**DOCUMENT EXTRACT**.
--------

Ladock: The egg man

Ladock is a farming parish in mid-Cornwall. In 1861 it provided seven children aged 11 in 1861 for our Victorian Lives database. Rather unusually, all seven have either been traced to at least 1891 or had died before that date. In fact three of the seven, both of the girls and one of the five boys, died in their 20s. These deaths all occurred in different years so no one particularly virulent disease outbreak explains this high mortality. It was just bad luck, as the general ten year survival rate for 20 year old females in mid-Cornwall in the 1870s was 93 per cent and for males 91 per cent.

Ladock Church in 1915 – one of the better Victorian church restorations

Of the four fortunate enough to have survived, one came from a farming family. He had given up farming by 1891 and was living a life of leisure on his ‘own means’ in Truro. Meanwhile, none of the three boys from labouring families in 1851 had moved far. One was a farm labourer in Ladock in 1891; one had moved a few miles east to the booming clay district and was a clay waggoner in St Stephen.

--------

Descriptions of photo regions in natural language
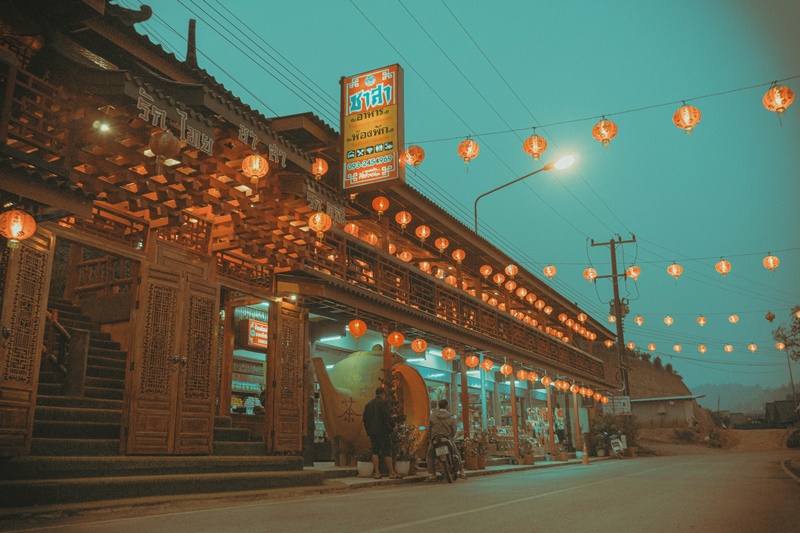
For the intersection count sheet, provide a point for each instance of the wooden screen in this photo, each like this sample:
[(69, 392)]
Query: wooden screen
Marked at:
[(25, 281), (286, 362)]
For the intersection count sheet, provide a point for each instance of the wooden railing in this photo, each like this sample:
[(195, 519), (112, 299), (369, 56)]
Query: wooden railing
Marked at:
[(358, 263)]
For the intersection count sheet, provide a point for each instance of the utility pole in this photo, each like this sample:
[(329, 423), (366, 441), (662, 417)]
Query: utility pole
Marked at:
[(620, 309)]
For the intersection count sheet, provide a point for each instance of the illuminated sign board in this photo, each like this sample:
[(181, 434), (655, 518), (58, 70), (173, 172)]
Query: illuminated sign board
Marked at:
[(372, 128)]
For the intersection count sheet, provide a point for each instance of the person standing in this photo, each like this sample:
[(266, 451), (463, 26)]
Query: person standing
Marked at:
[(378, 423)]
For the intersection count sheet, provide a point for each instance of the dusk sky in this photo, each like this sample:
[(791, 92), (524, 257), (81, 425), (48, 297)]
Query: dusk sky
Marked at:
[(493, 70)]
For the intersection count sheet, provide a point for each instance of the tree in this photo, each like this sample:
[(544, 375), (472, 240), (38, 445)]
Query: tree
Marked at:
[(790, 335)]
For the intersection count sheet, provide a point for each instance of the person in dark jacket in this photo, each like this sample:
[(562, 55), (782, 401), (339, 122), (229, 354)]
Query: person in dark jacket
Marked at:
[(378, 423), (442, 423)]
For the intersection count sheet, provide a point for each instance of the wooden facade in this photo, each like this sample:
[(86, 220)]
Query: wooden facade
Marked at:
[(179, 239)]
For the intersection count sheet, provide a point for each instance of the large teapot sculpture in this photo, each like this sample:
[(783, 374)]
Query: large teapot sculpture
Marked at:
[(347, 387)]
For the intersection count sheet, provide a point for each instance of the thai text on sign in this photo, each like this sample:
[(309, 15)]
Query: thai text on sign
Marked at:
[(372, 127)]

--------

**EXERCISE SET**.
A. Summarize the Ladock text in two sentences.
B. Duplicate the part of the Ladock text that opens with the words containing "Ladock: The egg man" and closes with "91 per cent.".
C. Go on with the text about Ladock's children of 1861 from the point where it stops.

**ANSWERS BY ITEM NUMBER**.
A. Ladock, a farming parish in mid-Cornwall, supplied seven children aged 11 in 1861 to the Victorian Lives database, and all of them have been traced to at least 1891 or to an earlier death, with three dying in their 20s through what the text calls bad luck. Of the four survivors, one from a farming family had given up farming by 1891 and was living on his own means in Truro, while the boys from labouring families had not moved far, one working as a farm labourer in Ladock and another as a clay waggoner in St Stephen.

B.
Ladock: The egg man

Ladock is a farming parish in mid-Cornwall. In 1861 it provided seven children aged 11 in 1861 for our Victorian Lives database. Rather unusually, all seven have either been traced to at least 1891 or had died before that date. In fact three of the seven, both of the girls and one of the five boys, died in their 20s. These deaths all occurred in different years so no one particularly virulent disease outbreak explains this high mortality. It was just bad luck, as the general ten year survival rate for 20 year old females in mid-Cornwall in the 1870s was 93 per cent and for males 91 per cent.

C.
The third was George Henry Goodman. George’s father John was a farm labourer with at least eight children. The family was living to the south at Cuby when George was born, then at Probus and by 1861 at Ladock. George didn’t have much schooling and followed his father into farm labouring at an early age, already recorded as such at 11 years old.

In the mid-1870s he left the family home and married Mary Retallick from St Wenn. George then branched out from farm labouring, becoming a general dealer in Ladock parish in the 1870s. In the 1880s the couple and their growing brood of children left Ladock, moving first to the parish of Lanteglos by Fowey across the river from Fowey and then to the busier industrial settlement of St Blazey.

George Goodman’s known lifetime moves

At St Blazey George was returned in the census as an insurance agent in 1891 but returned to dealing in the 1890s, specialising in eggs. The family settled down at St Blazey, George being described as an egg merchant in the 1901 census and an egg and poultry dealer and employer in 1911. Two of his employees were his sons. George’s life shows that some from relatively humble beginnings were able to prosper, or at least build more comfortable lives than those of their parents, without emigrating, even in Victorian and Edwardian Cornwall.